# Aufgabenstellung:
Entnimm dem Textauszug über das Düsseldorfer Bauwerk wortgetreu den Abschnitt, der mit den Worten „Düsseldorf. Wie ein“ einsetzt und mit „Verkehrsfluss des Rheinufertunnels.“ schließt.

# Vorliegender Textauszug:
Bauformen für die Zukunft

Thomas Pink versteht sich als Dolmetscher zwischen Industrie, Forschung und Bauherr. Die Retrowelle in Düsseldorf sieht er kritisch.

Düsseldorf. Wie ein geschliffener Kristall ragt es am Horizont auf, je nach Standpunkt in ganz unterschiedlich konturierten Ansichten. Mal ist es nur eine dünne Fassadenscheibe, mal ein geschlossenes Volumen, und das alles über dem rauschenden Verkehrsfluss des Rheinufertunnels.

# Extrahierte Daten:
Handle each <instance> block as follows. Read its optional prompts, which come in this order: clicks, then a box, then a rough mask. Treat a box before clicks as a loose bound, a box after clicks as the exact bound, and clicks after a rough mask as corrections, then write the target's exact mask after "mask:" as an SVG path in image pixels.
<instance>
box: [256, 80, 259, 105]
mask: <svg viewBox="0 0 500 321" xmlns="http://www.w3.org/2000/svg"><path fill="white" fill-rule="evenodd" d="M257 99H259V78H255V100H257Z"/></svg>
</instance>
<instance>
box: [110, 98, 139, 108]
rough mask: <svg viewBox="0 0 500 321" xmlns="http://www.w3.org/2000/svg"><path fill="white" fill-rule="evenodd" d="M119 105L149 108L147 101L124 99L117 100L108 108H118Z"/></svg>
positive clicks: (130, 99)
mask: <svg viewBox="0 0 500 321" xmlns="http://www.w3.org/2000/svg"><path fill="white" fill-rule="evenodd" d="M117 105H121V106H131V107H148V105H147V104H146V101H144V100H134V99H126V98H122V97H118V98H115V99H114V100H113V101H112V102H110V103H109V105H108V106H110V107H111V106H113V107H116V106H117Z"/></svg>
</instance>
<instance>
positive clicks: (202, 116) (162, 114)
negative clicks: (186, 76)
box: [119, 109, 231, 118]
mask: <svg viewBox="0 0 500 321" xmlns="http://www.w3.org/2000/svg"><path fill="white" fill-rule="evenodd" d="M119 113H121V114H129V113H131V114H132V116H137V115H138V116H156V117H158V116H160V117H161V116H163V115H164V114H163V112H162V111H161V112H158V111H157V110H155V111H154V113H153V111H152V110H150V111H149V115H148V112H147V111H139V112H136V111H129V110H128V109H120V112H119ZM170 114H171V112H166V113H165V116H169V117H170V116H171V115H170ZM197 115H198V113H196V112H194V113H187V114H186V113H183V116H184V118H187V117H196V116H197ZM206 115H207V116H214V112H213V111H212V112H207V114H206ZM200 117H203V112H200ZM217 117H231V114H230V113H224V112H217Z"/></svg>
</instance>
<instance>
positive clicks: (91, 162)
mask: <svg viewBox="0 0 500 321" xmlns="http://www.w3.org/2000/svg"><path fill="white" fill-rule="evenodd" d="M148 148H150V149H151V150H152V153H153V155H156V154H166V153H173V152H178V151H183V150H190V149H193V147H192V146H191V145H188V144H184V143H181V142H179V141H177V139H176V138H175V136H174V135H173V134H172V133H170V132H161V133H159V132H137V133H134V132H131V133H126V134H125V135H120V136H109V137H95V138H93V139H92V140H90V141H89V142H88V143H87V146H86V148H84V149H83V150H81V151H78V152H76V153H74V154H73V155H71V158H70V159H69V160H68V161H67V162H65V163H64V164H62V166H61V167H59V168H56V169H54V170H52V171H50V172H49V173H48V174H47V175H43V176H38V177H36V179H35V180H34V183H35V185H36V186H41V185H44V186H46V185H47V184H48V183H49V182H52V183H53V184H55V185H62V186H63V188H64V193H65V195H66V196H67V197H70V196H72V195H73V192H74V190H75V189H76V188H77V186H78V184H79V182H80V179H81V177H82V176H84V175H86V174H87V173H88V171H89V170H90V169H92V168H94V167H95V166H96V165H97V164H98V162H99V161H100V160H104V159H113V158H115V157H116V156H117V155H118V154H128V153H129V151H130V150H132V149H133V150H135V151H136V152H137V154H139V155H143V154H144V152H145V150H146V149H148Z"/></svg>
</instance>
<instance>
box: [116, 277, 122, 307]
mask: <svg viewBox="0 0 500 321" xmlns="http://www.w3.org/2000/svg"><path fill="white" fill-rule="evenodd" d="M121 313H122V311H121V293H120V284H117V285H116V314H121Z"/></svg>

# Lösung der Übung:
Düsseldorf. Wie ein geschliffener Kristall ragt es am Horizont auf, je nach Standpunkt in ganz unterschiedlich konturierten Ansichten. Mal ist es nur eine dünne Fassadenscheibe, mal ein geschlossenes Volumen, und das alles über dem rauschenden Verkehrsfluss des Rheinufertunnels.